Trabajo requerido:
a) Responda estas preguntas sobre el fragmento acerca de las Madres de Plaza de Mayo:
(i) ¿A qué dedicaron las Madres las horas, los días y la vida entera?
(ii) ¿Qué lugar propuso Azucena como territorio de encuentro?
(iii) ¿En qué sentido marcharon alrededor del monumento Belgrano?
b) Reescriba todo lo que va desde "Azucena alzó la" hasta "de otra manera." en el fragmento acerca de las Madres de Plaza de Mayo, y sustituya "policía" por "agente".

═══ Documento

Luego de la pérdida irreparable, las Madres, que en su mayoría eran amas de casa, dedicaron las horas, los días y la vida entera a la búsqueda y la lucha. Se tramaron en la circulación de datos, informaciones, historias, relatos que tejían en los boca a boca y las notas que se contaban en primera persona, con igual desgarro.

Azucena alzó la voz colectiva del “¡Ya basta!” y propuso la Plaza de Mayo como territorio de encuentro para hacerse ver y oír, en los días porvenir. Un 30 de abril de 1977, a plena luz de otoño, los mensajes escondidos en los ovillos de lana tejerían la Historia desafiando la censura, la represión y la impotencia. “Caminen, circulen, no se pueden quedar acá” las prepoteó el policía escudado en el estado de sitio. Y ellas empezaron a marchar la primera ronda de las Madres. Alrededor del monumento Belgrano, en sentido contrario a las agujas del reloj, como no podía ser de otra manera.

══════
═══ Registros proporcionados

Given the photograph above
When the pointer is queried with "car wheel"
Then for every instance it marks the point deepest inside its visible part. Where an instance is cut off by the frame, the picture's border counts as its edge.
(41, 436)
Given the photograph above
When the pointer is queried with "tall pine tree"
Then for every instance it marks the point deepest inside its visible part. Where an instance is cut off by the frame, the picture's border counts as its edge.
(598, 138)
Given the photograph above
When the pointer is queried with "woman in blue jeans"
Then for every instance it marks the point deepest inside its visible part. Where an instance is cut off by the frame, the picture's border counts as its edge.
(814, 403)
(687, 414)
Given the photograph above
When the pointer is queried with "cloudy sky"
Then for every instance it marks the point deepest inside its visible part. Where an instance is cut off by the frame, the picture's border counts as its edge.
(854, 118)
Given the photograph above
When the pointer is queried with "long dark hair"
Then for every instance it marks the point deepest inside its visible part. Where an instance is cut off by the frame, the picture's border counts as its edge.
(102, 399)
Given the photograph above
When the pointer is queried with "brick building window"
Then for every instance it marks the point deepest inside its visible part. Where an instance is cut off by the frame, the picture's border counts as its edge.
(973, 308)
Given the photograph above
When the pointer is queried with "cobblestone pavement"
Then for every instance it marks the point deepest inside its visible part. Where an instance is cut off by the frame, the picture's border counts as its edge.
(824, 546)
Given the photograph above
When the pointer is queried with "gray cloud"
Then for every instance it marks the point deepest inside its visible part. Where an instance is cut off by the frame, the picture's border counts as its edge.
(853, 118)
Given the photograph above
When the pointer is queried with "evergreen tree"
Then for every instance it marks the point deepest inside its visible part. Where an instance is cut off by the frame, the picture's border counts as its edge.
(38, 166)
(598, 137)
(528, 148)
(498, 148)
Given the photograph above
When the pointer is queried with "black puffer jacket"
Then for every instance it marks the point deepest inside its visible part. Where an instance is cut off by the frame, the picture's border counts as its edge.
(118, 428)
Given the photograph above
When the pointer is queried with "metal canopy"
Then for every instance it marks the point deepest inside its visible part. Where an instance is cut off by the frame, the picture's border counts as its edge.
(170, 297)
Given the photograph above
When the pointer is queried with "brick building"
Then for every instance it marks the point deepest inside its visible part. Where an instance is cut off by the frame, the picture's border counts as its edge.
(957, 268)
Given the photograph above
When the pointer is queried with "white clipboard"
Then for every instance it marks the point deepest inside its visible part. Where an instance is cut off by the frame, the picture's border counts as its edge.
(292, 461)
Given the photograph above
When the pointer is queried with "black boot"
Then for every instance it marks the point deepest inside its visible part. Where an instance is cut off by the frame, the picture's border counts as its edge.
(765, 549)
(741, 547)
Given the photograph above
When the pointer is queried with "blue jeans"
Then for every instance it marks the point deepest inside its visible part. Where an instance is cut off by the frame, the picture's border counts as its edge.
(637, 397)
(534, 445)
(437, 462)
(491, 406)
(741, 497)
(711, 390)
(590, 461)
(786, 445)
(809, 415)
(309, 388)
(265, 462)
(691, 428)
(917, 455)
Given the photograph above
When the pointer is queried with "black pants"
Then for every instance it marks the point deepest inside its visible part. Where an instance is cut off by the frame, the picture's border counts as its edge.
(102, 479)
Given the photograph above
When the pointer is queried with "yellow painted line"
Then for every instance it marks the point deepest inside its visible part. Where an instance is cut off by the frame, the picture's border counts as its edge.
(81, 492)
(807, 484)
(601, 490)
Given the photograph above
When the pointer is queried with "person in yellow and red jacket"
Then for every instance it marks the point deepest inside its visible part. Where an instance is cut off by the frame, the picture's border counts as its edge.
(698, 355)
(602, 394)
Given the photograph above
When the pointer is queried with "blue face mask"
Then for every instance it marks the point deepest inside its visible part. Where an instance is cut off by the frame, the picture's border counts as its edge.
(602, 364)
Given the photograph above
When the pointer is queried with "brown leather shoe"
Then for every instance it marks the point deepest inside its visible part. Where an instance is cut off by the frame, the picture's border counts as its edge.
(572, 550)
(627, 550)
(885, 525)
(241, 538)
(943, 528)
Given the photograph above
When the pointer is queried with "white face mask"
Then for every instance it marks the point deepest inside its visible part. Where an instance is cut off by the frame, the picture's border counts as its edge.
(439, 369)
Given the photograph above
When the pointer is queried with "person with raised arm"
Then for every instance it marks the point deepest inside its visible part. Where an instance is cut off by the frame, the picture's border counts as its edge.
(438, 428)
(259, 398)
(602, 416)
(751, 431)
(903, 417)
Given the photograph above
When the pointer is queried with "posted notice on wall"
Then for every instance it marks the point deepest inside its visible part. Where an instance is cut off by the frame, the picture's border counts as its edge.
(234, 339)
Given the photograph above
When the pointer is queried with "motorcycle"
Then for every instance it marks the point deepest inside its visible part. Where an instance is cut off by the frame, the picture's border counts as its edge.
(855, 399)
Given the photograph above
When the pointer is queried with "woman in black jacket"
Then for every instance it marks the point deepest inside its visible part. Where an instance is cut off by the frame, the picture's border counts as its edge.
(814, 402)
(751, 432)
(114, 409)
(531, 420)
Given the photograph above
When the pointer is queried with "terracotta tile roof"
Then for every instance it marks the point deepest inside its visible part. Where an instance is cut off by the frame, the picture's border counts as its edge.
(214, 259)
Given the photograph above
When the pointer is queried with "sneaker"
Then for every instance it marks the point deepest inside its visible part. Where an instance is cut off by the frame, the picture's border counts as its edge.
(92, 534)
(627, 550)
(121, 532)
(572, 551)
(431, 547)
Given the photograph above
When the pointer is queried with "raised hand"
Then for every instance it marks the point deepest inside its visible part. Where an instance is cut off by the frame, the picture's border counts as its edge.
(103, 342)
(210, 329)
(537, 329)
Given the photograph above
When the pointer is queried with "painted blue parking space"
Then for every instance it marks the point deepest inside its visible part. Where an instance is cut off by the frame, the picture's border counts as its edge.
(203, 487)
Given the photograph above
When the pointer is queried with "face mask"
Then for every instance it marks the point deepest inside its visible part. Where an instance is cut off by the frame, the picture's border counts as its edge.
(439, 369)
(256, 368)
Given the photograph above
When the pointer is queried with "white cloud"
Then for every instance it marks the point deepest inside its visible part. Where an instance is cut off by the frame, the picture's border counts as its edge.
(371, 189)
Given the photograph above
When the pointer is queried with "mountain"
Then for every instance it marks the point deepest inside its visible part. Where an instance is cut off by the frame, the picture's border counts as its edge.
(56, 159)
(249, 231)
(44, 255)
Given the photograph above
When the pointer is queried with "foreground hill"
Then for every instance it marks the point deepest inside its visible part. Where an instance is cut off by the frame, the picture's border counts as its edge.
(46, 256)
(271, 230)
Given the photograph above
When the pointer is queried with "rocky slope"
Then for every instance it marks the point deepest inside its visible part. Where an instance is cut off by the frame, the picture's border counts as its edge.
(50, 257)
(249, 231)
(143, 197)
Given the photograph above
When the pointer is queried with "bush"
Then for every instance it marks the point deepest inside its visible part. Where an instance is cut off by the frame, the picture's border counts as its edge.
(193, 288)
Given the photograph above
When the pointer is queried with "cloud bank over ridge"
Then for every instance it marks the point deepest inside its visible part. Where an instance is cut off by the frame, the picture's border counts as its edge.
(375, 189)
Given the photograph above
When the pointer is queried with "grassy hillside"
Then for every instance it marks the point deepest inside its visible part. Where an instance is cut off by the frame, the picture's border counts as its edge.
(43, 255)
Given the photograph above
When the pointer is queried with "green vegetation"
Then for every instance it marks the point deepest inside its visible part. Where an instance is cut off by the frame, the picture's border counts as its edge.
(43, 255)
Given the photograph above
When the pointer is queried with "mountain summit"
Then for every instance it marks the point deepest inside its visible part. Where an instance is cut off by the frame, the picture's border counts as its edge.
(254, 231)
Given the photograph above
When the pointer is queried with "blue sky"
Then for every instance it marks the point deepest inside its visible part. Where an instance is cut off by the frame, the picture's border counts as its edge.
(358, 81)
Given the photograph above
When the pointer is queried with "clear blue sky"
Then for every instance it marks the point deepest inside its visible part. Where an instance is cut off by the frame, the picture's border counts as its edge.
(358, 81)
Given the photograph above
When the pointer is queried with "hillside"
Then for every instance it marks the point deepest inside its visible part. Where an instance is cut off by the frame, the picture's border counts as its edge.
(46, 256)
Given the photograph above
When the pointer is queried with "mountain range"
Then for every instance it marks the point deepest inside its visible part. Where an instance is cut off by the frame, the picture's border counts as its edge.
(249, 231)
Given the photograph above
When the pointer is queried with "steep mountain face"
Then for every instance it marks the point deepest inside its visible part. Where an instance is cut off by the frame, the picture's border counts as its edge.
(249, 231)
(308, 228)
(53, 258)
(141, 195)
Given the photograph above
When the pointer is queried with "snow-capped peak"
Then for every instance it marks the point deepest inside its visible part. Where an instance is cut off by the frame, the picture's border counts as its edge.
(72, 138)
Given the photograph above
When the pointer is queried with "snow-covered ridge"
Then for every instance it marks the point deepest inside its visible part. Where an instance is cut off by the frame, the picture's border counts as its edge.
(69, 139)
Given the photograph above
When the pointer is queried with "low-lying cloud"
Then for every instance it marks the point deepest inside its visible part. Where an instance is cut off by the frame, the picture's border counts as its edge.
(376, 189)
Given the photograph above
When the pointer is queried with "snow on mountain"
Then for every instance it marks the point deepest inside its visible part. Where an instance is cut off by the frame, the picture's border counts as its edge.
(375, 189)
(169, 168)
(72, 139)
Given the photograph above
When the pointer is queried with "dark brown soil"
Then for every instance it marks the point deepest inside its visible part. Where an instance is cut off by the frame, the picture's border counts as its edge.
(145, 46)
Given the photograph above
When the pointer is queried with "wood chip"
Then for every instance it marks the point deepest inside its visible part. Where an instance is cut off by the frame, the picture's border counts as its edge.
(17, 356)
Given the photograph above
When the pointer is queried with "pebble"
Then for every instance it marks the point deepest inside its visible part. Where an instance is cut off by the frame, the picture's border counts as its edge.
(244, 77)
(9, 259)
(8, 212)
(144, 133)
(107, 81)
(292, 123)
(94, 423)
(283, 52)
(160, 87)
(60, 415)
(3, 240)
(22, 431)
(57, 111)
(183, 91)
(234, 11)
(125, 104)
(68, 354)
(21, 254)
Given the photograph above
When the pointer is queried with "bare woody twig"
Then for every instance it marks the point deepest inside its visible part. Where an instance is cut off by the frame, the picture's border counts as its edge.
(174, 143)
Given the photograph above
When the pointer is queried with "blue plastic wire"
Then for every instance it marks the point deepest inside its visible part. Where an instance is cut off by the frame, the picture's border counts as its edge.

══════

Resultados en orden:
a)
(i) A la búsqueda y la lucha.
(ii) La Plaza de Mayo.
(iii) En sentido contrario a las agujas del reloj.

b)
Azucena alzó la voz colectiva del “¡Ya basta!” y propuso la Plaza de Mayo como territorio de encuentro para hacerse ver y oír, en los días porvenir. Un 30 de abril de 1977, a plena luz de otoño, los mensajes escondidos en los ovillos de lana tejerían la Historia desafiando la censura, la represión y la impotencia. “Caminen, circulen, no se pueden quedar acá” las prepoteó el agente escudado en el estado de sitio. Y ellas empezaron a marchar la primera ronda de las Madres. Alrededor del monumento Belgrano, en sentido contrario a las agujas del reloj, como no podía ser de otra manera.